═══ EXTRACTED TEXT

Sequences and Tables

We may apply the Gale-Ryser theorem to this problem. It states: Let $p, q$ be partitions of a positive integer. Then there exists a $(0,1)$ -matrix $X$ such that $c(X)=p, r(X)=q$ if and only if $q$ is dominated by $p^*$ . Here, $c(X)$ and $r(X)$ refer to the sum of all the column vectors of $X$ and the sum of all the row vectors of $X$ respectively (i.e. the $i^{th}$ element of $c(X)$ and $j^{th}$ element of $r(X)$ represent the sum of the elements in row $i$ and column $j$ of $X$ respectively), while $p^*$ represents the conjugate partition of $p$ . We shall reproduce a simple proof of this theorem by Krause below.

The necessity of the dominance condition is easily proved. Let $X$ be a $k \times l$ $(0,1)$ -matrix $(x_{ij})$ such that $c(X)=p, r(X)=q$ . If $X$ does not contain gaps (i.e. there are no $i \leq k$ , $j < h \leq l$ such that $x_{ij} = 0$ and $x_{ih} = 1$ ), then $X$ is a Ferrers matrix and $p^* = q$ . Now let $(i,j)$ be a gap of $X$ and let $h > j$ be maximal such that $x_{ih}=1$ . Swapping $x_{ij}$ and $x_{ih}$ , we obtain a matrix $X'$ such that $c(X')=p$ and the number of gaps of $X'$ is lower than the number of gaps of $X$ . It is easy to see that $r(X')$ dominates $r(X)$ , so it follows by induction on the number of gaps that $p^*$ dominates $q$ .

══════

[THE TASKS]
1 > Return the stretch of the passage on the Gale-Ryser theorem from "The necessity of" through "dominates $q$ .", copied word for word.
2 > List every person's surname that appears in the passage on the Gale-Ryser theorem, including surnames that form part of the name of a theorem or a kind of matrix.

═══ MATERIAL SUPPLIED

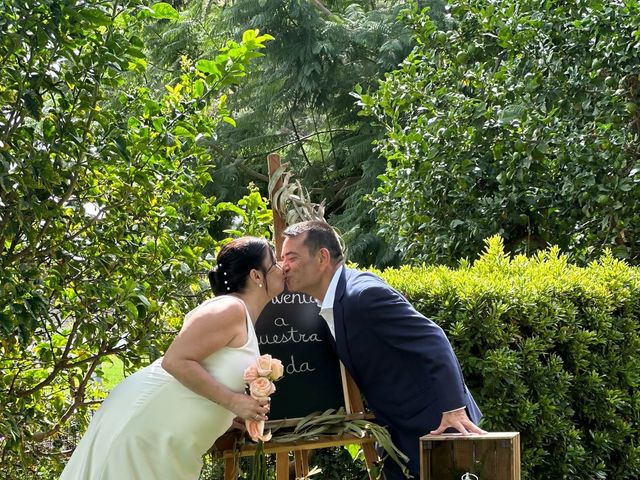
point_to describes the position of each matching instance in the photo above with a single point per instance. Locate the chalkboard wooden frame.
(291, 329)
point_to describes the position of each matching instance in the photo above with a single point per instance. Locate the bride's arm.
(206, 331)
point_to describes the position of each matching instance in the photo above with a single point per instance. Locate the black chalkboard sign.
(291, 329)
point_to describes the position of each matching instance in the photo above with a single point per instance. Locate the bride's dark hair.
(235, 260)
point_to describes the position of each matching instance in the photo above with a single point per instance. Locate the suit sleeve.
(422, 345)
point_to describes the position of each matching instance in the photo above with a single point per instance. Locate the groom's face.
(301, 268)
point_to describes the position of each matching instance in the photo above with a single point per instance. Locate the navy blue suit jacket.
(401, 361)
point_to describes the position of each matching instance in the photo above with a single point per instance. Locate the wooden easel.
(353, 403)
(301, 448)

══════

[RESPONSES TO THE TASKS]
1 >
The necessity of the dominance condition is easily proved. Let $X$ be a $k \times l$ $(0,1)$ -matrix $(x_{ij})$ such that $c(X)=p, r(X)=q$ . If $X$ does not contain gaps (i.e. there are no $i \leq k$ , $j < h \leq l$ such that $x_{ij} = 0$ and $x_{ih} = 1$ ), then $X$ is a Ferrers matrix and $p^* = q$ . Now let $(i,j)$ be a gap of $X$ and let $h > j$ be maximal such that $x_{ih}=1$ . Swapping $x_{ij}$ and $x_{ih}$ , we obtain a matrix $X'$ such that $c(X')=p$ and the number of gaps of $X'$ is lower than the number of gaps of $X$ . It is easy to see that $r(X')$ dominates $r(X)$ , so it follows by induction on the number of gaps that $p^*$ dominates $q$ .

2 >
Gale
Ryser
Krause
Ferrers